-- Start of Text shown --

- Born: Joseph Milton Nance September 13, 1913 Kyle, Texas, U.S.
- Died: January 17, 1997 (aged 83) Bryan, Texas, U.S.
- Relatives: Jeremiah Milton Nance (grandfather) Ezekial Edward Nance (great-grandfather)

= J. Milton Nance =

American historian and educator (1913–1997)

Joseph Milton Nance (September 18, 1913 – January 17, 1997) (Note: Most sources state January 17, though the Library of Congress Linked Data Service states his death date as January 15.) was an American historian and educator with a focus on the history of Texas. From 1941 until his 1979 retirement, he taught at Texas A&M University, and he was the department chair of the Department of History and Government from 1958 to 1968, and of the successor Department of History until 1973. The J. Milton Nance Lectures in Texas History lecture series at TAMU is named in his honor. During the 1966–1967 year, he served on a program committee of the Texas State Historical Association. For much of his life, he lived in College Station, Texas.

== Background ==
Nance was born in Kyle, Texas September 18, 1913. Joseph was the oldest of the eight children of Jeremiah Milton Nance Jr. (Note: July 19, 1884 Kyle, Texas – May 17, 1966 Hays County, Texas) and Mary Louise Hutchinson, (Note: April 4, 1890 Texas – May 29, 1967) who married in 1912. He was the grandson and great-grandson of ranchers Jeremiah Milton Nance and Ezekial Edward Nance, respectively.

-- End of Text shown --
-- Start of Data lines --

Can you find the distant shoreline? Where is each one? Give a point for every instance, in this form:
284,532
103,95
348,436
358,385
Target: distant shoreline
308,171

-- End of Data lines --

**Task to complete**
From the biography of J. Milton Nance, extract the passage starting at "- Relatives: Jeremiah" and ending at "College Station, Texas.", keeping its wording unchanged.

**The result**
- Relatives: Jeremiah Milton Nance (grandfather) Ezekial Edward Nance (great-grandfather)

= J. Milton Nance =

American historian and educator (1913–1997)

Joseph Milton Nance (September 18, 1913 – January 17, 1997) (Note: Most sources state January 17, though the Library of Congress Linked Data Service states his death date as January 15.) was an American historian and educator with a focus on the history of Texas. From 1941 until his 1979 retirement, he taught at Texas A&M University, and he was the department chair of the Department of History and Government from 1958 to 1968, and of the successor Department of History until 1973. The J. Milton Nance Lectures in Texas History lecture series at TAMU is named in his honor. During the 1966–1967 year, he served on a program committee of the Texas State Historical Association. For much of his life, he lived in College Station, Texas.